We, as in maps.me, have published the first beta version of our own authentication service, passport.maps.me (does not have the front page yet). The plan is to use it instead of osm.org oauth to authenticate users, and then register them on osm.org using that account.

It would give us an independent profile storage and, more important, an option to use native SDKs for facebook and google on mobile devices. I could not negotiate that for osm.org (re: #1114 and mailing lists), so we decided to make an alternative service. It might be possible for other mobile apps to use the same service. That would be a benefit for other authors of OSM mobile editors, simplifying their sign-up workflow.

Until it is possible to link multiple social accounts to a profile (see #1274), we plan to use this only for new users, directing existing users to osm.org for all kinds of linked accounts, including facebook and google. Nothing is changed for the osm side, besides a new icon on the login page.

This pull requests adds two auth providers: mapsme for a regular web-based authentication via the passport site, and mapsme_token for a token-based authentication, which would allow skipping the passport site when logging in on a mobile device. The latter rewrites the provider string to mapsme, so there is no difference to the database which one of these is used.

Records of labeled points:
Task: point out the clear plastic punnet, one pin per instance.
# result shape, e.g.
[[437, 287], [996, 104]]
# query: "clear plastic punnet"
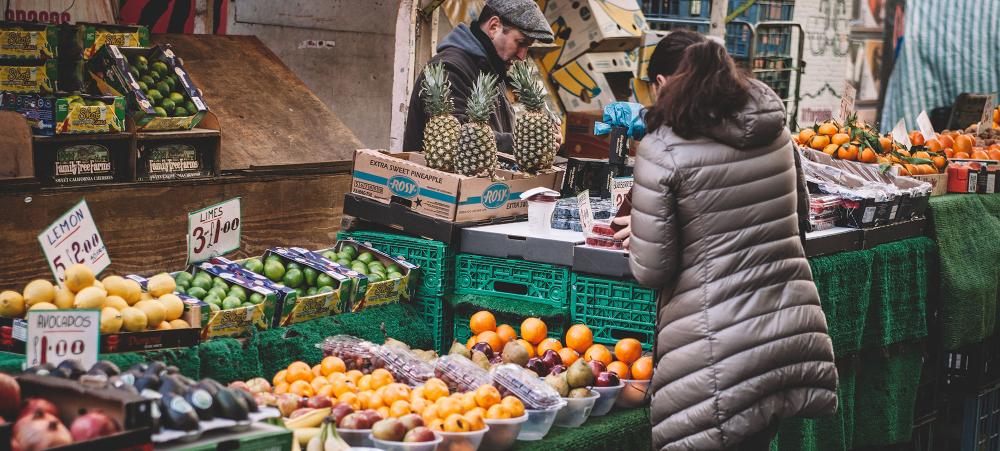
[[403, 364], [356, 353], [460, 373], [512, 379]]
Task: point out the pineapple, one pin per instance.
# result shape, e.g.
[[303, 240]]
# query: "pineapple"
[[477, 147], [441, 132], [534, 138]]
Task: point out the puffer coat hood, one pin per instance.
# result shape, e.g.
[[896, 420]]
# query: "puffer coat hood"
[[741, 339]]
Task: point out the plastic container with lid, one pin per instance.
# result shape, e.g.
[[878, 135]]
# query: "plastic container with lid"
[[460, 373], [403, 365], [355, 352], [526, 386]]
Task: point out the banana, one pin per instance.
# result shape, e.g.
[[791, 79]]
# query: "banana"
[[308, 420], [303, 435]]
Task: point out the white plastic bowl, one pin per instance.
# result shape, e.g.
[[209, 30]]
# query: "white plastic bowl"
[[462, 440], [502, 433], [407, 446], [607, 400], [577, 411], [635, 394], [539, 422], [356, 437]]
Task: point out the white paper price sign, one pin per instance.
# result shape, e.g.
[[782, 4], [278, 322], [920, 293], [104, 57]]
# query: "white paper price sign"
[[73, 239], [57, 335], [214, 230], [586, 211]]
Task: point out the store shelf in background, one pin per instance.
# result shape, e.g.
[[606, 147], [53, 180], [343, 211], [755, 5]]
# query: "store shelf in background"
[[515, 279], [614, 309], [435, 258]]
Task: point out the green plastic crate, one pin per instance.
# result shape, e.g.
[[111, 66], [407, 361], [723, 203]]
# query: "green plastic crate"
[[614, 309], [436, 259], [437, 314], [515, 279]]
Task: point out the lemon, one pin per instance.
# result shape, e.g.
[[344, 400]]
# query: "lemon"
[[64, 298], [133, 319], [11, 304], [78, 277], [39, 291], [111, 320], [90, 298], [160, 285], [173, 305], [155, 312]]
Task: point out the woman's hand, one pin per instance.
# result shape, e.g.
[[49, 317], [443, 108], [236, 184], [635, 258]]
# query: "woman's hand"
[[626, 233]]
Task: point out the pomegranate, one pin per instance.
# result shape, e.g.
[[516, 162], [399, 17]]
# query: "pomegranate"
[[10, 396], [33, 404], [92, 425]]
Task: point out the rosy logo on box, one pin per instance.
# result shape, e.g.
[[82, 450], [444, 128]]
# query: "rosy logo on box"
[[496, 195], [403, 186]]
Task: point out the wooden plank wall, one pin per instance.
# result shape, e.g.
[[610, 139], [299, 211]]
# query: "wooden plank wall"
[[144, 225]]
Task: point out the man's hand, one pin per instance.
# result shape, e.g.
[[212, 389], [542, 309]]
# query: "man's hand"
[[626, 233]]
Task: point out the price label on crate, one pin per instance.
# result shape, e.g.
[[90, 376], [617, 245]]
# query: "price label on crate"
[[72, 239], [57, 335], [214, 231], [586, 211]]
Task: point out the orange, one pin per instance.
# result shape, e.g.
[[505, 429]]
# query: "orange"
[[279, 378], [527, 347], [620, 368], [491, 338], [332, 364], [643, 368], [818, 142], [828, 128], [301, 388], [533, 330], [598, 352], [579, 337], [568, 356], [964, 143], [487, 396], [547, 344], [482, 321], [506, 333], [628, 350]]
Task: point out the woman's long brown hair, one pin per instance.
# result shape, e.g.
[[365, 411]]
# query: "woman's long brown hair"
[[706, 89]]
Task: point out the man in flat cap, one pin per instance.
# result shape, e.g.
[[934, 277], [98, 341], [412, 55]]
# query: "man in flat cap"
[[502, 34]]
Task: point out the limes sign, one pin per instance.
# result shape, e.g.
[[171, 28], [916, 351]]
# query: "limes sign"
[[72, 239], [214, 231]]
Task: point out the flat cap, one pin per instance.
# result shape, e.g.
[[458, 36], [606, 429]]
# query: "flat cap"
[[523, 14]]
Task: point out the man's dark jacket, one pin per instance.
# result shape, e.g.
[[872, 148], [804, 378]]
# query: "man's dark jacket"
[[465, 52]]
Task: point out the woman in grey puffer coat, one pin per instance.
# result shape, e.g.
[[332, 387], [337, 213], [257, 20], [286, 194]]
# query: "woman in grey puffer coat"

--

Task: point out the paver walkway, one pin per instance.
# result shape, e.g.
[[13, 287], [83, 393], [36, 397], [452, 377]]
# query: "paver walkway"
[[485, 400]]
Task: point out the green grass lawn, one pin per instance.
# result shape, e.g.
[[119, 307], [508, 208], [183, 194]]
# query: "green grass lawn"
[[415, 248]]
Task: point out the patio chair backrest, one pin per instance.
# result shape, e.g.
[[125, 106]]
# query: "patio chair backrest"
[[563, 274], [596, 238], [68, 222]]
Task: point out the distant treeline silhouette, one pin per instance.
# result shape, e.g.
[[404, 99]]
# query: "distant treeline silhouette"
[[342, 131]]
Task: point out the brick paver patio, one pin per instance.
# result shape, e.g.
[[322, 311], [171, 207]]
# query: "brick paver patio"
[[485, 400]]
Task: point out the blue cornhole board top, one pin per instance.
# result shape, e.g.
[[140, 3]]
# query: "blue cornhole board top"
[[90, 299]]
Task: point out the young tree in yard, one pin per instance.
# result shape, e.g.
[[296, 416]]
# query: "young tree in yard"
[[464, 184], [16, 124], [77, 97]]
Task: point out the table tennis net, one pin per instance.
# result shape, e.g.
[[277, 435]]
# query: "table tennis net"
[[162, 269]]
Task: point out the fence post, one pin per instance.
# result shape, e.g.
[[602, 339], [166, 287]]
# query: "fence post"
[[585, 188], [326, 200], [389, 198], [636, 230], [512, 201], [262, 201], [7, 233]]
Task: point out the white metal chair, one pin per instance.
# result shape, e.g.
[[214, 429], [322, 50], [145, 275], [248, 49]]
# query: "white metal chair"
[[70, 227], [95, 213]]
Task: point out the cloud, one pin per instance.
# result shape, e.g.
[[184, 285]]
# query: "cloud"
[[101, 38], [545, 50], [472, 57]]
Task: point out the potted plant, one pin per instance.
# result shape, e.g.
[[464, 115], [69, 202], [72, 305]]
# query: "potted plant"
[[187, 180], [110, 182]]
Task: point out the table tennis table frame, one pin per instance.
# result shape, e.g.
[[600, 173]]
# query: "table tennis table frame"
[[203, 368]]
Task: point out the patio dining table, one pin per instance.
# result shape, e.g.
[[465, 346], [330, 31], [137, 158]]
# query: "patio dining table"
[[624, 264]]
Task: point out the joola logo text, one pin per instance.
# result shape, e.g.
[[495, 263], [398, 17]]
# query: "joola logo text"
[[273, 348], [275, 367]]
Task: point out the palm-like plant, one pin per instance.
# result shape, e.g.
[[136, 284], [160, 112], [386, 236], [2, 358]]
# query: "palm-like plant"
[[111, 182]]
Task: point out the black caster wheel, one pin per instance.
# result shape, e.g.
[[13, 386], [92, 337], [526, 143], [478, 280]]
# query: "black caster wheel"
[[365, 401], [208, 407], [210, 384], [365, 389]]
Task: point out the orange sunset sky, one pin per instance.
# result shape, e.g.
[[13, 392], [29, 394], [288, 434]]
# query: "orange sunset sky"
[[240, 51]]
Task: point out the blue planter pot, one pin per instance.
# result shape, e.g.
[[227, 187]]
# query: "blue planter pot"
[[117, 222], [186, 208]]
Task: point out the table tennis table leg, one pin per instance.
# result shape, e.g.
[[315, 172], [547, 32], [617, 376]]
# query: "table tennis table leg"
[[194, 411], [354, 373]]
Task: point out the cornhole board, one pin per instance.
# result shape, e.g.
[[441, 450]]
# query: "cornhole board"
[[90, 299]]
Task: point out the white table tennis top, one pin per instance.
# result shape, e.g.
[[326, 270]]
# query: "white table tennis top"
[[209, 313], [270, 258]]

#### Exercise task
From the pull request text, return the passage from "It would give" to "the login page.", copied word for word. The material isn't needed for what comes next.

#### Answer
It would give us an independent profile storage and, more important, an option to use native SDKs for facebook and google on mobile devices. I could not negotiate that for osm.org (re: #1114 and mailing lists), so we decided to make an alternative service. It might be possible for other mobile apps to use the same service. That would be a benefit for other authors of OSM mobile editors, simplifying their sign-up workflow.

Until it is possible to link multiple social accounts to a profile (see #1274), we plan to use this only for new users, directing existing users to osm.org for all kinds of linked accounts, including facebook and google. Nothing is changed for the osm side, besides a new icon on the login page.